**Alıştırma görevi**. Aşağıdaki kayıtlarda "Quickly — is there any pink metal" ifadesinin geçtiği satırdan başlayıp "[227, 88, 480, 358]" ifadesinin geçtiği satırda bitiriniz. Bu satırları, "chair" sözcüğünü "stool" ile değiştirip diğer her şeyi aynen koruyarak yeniden yazınız.

**Görev için kayıtlar**.
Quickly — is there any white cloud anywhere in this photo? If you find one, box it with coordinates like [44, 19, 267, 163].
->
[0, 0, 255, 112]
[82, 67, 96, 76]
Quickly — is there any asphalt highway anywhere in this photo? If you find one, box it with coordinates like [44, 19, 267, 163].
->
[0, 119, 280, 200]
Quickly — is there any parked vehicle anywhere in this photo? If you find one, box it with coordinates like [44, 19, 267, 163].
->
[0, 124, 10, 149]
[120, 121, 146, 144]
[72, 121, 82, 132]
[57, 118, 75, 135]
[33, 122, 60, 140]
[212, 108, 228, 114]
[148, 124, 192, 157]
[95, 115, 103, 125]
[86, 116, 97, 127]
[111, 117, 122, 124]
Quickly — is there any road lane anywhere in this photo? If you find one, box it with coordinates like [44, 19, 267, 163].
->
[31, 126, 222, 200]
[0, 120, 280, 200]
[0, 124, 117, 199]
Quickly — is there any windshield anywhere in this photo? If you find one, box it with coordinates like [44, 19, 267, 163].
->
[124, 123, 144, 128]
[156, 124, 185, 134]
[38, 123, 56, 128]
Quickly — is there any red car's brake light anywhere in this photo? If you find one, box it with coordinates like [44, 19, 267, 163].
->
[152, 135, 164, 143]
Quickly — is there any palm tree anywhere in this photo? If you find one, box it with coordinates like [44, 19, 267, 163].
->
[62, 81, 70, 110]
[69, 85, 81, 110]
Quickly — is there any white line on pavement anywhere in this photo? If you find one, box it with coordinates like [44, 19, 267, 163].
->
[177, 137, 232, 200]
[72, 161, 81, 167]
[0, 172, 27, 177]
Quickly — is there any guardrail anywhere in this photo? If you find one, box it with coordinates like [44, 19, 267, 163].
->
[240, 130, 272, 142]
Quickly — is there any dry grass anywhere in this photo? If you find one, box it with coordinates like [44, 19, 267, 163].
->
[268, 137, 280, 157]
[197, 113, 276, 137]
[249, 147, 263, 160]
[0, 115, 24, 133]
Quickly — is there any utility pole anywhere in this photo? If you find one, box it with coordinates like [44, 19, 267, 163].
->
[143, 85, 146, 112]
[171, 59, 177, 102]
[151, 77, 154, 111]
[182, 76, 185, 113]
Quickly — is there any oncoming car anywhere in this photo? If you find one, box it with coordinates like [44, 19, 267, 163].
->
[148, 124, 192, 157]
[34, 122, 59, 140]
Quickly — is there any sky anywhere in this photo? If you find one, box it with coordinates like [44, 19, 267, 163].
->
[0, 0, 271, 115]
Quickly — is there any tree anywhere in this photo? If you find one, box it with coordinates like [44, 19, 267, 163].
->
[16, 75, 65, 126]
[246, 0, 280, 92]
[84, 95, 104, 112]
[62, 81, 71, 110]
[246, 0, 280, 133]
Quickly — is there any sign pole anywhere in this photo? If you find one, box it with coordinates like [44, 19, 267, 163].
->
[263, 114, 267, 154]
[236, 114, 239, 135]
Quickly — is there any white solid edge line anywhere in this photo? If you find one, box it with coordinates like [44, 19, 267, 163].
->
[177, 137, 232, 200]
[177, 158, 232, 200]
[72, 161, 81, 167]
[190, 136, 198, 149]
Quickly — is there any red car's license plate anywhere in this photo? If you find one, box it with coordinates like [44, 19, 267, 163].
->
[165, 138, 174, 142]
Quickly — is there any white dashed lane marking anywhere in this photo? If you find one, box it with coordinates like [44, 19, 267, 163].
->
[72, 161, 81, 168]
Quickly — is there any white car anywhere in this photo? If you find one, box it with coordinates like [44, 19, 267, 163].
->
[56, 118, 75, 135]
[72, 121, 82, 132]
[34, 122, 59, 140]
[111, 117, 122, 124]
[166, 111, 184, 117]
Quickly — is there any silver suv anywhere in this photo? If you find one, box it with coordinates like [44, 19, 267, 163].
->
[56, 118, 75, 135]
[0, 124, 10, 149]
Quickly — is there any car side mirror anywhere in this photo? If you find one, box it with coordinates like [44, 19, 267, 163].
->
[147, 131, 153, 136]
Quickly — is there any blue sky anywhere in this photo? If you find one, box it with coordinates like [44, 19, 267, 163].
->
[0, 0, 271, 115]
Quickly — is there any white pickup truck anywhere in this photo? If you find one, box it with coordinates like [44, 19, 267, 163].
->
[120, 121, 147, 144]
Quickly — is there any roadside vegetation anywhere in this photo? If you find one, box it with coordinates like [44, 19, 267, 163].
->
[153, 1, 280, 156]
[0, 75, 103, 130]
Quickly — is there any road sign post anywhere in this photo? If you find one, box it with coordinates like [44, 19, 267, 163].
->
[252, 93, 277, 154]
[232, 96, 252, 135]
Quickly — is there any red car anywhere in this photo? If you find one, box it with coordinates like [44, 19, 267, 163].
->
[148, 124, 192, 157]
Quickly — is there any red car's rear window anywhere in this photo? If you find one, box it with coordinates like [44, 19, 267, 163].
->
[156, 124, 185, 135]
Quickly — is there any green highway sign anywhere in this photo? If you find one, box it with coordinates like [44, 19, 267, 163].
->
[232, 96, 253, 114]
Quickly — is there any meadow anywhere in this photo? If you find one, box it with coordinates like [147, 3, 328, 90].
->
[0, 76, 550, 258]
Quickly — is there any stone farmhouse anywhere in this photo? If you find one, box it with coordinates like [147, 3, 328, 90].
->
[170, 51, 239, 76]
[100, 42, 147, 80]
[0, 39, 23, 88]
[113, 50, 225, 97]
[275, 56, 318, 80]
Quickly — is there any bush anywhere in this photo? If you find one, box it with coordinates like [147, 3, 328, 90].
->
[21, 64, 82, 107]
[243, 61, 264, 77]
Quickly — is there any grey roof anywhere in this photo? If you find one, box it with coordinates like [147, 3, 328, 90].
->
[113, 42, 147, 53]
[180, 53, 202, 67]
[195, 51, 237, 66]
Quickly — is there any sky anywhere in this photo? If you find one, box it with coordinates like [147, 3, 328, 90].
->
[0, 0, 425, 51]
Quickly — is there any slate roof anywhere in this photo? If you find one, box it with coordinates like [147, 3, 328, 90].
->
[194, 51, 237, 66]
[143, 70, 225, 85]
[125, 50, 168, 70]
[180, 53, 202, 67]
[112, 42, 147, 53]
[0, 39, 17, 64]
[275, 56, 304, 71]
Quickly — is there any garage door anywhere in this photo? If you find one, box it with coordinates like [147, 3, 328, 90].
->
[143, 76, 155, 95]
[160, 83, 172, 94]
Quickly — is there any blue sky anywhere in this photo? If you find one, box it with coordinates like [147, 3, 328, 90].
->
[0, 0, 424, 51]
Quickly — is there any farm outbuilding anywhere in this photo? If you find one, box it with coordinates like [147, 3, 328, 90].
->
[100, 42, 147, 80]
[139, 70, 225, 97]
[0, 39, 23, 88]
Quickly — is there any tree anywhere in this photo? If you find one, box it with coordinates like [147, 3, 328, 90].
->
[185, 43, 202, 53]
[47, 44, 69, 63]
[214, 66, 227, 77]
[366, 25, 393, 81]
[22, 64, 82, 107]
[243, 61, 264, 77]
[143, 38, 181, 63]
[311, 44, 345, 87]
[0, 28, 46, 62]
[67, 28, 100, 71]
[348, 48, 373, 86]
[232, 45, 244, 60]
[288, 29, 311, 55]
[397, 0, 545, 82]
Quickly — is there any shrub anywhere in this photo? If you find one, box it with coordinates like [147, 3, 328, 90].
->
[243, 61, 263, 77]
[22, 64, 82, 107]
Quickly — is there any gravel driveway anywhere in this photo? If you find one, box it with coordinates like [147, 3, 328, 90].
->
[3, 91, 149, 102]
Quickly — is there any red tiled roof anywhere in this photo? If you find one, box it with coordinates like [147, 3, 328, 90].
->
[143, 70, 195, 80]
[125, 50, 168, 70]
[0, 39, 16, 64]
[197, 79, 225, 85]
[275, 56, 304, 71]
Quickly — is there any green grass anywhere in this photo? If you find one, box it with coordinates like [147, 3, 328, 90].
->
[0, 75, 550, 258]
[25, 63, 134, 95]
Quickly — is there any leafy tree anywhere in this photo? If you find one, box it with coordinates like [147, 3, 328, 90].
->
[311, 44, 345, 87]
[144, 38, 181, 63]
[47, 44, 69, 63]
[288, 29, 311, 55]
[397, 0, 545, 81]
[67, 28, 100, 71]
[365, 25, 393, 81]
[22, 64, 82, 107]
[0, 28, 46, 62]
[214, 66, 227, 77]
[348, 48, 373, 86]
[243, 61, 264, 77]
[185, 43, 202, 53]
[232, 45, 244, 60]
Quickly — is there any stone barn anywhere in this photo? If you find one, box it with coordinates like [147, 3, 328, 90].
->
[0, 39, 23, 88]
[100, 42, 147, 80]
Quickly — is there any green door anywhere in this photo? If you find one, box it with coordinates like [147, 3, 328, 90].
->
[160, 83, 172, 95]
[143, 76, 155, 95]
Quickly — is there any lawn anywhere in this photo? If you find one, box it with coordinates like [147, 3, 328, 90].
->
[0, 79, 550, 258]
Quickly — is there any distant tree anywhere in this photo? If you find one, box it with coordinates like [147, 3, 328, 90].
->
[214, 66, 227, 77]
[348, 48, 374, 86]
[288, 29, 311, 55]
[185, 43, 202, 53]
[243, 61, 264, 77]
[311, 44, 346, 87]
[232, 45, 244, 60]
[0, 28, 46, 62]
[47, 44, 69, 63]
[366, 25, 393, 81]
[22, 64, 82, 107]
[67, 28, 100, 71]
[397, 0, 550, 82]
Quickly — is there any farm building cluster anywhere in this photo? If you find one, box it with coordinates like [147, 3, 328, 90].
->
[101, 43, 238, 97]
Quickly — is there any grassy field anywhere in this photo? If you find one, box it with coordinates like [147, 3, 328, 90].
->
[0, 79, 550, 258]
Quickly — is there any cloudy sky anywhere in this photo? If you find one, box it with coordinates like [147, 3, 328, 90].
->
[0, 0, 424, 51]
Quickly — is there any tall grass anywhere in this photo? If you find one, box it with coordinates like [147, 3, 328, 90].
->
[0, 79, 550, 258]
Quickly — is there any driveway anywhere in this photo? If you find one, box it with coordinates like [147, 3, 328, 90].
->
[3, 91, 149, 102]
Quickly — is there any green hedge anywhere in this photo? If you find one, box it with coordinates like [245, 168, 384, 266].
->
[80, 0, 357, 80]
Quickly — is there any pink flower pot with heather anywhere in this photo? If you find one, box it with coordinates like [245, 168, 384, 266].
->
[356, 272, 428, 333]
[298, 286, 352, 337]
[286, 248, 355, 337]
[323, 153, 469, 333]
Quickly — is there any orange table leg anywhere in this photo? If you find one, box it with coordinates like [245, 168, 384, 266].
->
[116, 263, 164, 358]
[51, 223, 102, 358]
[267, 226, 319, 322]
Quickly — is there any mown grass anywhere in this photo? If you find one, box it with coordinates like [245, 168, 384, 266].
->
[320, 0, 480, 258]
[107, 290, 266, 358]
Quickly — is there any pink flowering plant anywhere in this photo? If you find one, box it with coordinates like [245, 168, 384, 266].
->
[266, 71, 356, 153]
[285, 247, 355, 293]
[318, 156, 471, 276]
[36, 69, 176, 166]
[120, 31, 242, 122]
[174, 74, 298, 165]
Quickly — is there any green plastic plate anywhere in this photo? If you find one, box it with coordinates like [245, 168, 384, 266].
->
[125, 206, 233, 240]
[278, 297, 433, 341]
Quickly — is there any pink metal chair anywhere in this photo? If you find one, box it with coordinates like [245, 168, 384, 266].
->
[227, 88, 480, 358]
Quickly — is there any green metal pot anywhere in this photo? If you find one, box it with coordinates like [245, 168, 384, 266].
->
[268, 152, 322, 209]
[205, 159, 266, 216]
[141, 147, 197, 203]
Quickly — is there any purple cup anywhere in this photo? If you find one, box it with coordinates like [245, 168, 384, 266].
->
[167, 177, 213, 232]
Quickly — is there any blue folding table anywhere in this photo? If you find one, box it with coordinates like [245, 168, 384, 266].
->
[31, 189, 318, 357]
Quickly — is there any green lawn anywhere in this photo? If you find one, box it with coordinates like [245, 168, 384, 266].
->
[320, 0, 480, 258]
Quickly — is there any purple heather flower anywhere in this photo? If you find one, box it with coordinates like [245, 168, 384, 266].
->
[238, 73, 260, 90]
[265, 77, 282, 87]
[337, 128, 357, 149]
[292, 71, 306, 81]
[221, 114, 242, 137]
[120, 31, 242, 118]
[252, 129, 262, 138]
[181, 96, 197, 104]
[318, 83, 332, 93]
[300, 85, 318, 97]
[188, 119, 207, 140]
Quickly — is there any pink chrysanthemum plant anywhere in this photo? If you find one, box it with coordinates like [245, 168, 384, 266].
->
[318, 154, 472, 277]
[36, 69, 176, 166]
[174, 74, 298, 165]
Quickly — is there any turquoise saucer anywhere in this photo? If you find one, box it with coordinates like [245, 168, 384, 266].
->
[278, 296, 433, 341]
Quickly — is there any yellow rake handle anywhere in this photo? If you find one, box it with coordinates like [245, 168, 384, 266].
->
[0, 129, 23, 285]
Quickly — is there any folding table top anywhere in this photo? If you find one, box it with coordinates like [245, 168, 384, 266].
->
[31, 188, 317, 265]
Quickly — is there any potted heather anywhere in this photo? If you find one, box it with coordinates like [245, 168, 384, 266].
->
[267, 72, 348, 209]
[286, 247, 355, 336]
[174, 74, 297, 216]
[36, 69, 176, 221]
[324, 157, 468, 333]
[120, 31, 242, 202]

**Görevin cevabı**.
Quickly — is there any pink metal stool anywhere in this photo? If you find one, box it with coordinates like [245, 168, 384, 266].
->
[227, 88, 480, 358]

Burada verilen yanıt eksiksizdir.